# [STATED EXERCISE]
Copy the listing from the line containing "Annotation task: put one keypoint on every instance of the tree" through its final line, swapping "power line" for "utility cable" and leaving all else unchanged.

Dataset items

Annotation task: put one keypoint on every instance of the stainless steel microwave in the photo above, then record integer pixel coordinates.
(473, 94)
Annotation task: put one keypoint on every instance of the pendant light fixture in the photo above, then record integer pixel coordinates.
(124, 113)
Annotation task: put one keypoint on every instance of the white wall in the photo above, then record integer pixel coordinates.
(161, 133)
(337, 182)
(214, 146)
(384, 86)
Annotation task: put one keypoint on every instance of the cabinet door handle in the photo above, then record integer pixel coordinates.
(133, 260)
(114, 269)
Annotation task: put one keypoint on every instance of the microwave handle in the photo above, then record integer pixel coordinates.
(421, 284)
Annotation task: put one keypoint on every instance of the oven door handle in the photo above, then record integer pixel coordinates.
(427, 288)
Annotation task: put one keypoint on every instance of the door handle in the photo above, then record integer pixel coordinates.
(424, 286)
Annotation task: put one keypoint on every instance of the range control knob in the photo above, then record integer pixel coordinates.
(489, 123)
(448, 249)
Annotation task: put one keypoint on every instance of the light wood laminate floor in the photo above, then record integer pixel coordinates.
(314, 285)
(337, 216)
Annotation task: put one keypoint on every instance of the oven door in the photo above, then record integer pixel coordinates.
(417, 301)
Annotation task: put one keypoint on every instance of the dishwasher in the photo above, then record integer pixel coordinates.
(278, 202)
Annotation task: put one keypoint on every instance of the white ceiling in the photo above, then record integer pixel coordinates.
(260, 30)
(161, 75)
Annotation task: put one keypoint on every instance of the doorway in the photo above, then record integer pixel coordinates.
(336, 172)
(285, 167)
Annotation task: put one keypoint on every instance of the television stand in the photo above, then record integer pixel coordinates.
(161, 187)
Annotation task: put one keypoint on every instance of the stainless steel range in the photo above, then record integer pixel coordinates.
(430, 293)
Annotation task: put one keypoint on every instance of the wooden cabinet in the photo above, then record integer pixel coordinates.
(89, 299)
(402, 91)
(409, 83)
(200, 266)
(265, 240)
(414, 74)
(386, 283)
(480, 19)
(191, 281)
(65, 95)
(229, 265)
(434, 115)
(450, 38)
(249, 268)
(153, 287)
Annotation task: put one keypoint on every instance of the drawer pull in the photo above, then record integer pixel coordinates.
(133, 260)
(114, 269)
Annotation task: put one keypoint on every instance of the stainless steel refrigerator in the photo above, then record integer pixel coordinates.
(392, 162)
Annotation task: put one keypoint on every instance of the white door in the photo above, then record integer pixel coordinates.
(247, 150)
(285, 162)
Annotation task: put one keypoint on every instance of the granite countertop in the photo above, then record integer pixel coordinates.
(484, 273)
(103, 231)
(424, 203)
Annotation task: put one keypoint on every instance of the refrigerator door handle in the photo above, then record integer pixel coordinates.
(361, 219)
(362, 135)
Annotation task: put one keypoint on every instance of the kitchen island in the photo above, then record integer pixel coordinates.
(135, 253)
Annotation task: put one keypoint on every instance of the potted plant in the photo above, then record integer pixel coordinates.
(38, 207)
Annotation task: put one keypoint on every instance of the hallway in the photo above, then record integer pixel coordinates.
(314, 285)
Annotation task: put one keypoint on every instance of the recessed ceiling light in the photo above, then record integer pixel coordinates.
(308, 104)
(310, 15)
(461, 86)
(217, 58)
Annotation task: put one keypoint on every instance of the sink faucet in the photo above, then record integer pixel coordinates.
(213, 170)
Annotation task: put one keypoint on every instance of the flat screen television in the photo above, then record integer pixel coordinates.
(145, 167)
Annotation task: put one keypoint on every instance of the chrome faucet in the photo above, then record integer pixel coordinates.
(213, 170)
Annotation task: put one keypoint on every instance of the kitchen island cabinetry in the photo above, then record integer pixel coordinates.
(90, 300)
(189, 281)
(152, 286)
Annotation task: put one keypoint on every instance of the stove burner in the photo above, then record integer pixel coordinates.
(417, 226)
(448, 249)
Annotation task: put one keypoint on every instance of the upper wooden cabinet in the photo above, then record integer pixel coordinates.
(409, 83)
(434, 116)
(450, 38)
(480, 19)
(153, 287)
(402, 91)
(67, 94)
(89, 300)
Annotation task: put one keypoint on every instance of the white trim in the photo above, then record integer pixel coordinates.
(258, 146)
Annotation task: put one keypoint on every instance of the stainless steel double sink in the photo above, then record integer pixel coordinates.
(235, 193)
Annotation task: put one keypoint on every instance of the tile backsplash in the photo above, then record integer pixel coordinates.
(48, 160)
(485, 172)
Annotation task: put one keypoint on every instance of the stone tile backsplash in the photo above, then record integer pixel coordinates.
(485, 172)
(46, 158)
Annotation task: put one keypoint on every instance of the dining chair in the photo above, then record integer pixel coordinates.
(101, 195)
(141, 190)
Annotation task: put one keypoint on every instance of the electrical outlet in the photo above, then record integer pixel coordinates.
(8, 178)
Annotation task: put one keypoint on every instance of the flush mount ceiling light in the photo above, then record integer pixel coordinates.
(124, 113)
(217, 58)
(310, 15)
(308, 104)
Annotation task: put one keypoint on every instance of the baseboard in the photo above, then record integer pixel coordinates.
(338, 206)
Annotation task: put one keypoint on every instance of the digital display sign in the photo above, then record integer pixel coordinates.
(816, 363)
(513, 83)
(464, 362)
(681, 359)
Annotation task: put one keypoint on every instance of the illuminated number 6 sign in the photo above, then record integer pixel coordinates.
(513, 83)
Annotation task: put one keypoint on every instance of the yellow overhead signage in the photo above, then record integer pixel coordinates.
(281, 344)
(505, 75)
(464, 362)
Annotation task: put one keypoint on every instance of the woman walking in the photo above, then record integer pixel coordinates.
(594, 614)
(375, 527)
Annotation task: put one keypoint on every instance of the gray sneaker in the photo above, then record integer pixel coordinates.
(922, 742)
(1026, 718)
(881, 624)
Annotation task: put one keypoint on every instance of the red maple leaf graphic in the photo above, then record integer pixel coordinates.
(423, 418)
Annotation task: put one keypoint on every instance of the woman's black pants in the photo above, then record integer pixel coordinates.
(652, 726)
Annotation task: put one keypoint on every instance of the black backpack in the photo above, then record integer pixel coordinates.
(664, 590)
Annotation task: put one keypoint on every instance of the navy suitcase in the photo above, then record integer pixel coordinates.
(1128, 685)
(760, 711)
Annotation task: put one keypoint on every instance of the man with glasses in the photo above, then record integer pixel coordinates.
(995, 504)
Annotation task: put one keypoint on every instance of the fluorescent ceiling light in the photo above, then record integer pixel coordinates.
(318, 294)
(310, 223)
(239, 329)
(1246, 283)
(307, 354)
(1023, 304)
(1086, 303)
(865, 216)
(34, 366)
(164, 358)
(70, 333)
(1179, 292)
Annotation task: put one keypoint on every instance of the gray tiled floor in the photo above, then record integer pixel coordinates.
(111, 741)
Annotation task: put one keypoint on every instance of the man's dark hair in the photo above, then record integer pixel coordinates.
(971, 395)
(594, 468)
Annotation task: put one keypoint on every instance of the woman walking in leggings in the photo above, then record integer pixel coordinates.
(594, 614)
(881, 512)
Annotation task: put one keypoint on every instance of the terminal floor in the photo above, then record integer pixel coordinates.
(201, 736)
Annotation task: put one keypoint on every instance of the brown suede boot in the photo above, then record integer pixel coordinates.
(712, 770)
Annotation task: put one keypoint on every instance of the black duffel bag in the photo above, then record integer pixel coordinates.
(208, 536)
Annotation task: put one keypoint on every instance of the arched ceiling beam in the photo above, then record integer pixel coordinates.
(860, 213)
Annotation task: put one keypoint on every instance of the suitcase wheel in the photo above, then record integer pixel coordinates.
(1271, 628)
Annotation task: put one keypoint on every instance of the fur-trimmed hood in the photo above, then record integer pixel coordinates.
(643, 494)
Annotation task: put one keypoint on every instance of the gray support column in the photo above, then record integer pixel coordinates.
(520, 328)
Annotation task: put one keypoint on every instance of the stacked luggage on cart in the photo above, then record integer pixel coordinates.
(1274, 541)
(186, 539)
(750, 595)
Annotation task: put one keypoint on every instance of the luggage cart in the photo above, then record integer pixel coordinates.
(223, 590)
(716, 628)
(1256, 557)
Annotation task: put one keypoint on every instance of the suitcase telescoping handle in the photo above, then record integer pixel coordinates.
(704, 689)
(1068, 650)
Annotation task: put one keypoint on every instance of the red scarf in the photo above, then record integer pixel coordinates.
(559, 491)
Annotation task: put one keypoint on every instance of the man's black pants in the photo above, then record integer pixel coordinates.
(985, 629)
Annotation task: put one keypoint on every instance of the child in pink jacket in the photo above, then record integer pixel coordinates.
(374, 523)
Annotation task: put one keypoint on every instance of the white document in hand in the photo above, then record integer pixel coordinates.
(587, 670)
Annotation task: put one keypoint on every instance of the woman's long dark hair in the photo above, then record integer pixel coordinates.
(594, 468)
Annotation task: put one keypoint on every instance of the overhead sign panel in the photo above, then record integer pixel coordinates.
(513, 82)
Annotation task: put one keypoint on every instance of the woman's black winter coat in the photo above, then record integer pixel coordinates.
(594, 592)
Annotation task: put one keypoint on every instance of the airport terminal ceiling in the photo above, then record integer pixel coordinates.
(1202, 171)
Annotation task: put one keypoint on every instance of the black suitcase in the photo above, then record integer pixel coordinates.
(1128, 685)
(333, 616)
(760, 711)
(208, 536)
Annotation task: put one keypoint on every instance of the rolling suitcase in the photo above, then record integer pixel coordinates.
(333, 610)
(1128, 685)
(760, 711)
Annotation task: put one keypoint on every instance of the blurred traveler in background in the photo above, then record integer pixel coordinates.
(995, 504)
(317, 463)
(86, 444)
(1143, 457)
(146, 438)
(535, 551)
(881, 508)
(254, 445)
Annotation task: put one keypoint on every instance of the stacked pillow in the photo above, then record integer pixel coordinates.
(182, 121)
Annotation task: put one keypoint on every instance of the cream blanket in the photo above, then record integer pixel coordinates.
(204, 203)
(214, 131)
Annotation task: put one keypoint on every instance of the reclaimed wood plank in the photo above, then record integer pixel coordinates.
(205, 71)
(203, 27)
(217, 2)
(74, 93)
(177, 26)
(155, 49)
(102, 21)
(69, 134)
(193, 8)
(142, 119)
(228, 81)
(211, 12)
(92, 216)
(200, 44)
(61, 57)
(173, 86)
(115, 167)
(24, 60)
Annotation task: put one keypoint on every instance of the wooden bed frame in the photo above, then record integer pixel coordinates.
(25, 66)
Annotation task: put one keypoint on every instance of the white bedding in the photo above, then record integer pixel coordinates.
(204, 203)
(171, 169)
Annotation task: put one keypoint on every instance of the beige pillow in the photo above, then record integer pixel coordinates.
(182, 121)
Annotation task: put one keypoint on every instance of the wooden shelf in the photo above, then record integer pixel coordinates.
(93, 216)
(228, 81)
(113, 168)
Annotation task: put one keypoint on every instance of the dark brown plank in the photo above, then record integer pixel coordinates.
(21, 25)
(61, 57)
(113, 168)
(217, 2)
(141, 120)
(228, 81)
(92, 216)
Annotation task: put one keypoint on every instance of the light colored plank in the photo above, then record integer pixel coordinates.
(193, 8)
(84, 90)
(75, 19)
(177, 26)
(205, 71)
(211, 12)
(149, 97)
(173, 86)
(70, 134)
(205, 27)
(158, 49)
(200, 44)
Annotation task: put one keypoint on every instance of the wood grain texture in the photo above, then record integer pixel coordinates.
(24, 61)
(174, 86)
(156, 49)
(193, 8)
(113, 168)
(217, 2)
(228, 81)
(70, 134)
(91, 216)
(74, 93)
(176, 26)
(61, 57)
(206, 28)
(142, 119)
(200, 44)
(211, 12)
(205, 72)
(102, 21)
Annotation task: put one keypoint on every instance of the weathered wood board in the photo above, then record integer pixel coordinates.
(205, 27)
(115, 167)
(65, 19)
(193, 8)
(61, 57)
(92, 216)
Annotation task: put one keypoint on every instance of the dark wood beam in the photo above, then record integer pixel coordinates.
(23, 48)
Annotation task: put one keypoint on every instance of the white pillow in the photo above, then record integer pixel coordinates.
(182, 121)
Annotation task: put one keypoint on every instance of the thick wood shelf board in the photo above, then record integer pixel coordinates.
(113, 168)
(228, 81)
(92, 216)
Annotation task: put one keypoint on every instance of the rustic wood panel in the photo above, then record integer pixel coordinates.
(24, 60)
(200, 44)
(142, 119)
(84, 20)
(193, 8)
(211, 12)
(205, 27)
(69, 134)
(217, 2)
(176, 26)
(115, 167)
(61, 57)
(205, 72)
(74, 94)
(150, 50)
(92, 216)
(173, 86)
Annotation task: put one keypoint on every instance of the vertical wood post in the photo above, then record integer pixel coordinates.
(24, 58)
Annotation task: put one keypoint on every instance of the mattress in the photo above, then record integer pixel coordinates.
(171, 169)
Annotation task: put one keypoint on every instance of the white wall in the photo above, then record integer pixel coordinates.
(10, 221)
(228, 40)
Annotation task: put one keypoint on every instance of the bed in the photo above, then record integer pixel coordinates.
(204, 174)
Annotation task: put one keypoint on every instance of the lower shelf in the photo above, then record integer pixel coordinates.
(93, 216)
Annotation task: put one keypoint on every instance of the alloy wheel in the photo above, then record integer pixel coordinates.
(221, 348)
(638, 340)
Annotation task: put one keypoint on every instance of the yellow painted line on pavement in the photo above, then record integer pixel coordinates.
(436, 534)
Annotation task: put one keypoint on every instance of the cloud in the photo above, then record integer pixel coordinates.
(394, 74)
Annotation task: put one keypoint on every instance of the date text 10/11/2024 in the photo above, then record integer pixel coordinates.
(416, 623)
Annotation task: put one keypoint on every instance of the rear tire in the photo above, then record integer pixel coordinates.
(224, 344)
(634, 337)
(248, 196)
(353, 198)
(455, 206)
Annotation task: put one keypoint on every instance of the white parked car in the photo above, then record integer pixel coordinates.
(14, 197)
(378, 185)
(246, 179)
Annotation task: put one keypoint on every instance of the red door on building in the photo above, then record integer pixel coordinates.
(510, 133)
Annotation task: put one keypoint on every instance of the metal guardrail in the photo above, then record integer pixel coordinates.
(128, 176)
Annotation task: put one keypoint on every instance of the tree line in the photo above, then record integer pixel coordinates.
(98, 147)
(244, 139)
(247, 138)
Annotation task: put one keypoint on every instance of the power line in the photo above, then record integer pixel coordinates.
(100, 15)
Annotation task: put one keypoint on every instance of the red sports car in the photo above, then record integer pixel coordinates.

# [RESPONSE FOR THIS EXERCISE]
Annotation task: put one keypoint on every instance of the tree line in the photo above, then record integer pixel coordinates.
(98, 147)
(244, 139)
(247, 138)
Annotation task: put one keypoint on every instance of the utility cable in the photo above, then record integer pixel coordinates.
(100, 15)
Annotation task: put one keypoint on every instance of the red sports car in the photo above, then record integer pixel coordinates.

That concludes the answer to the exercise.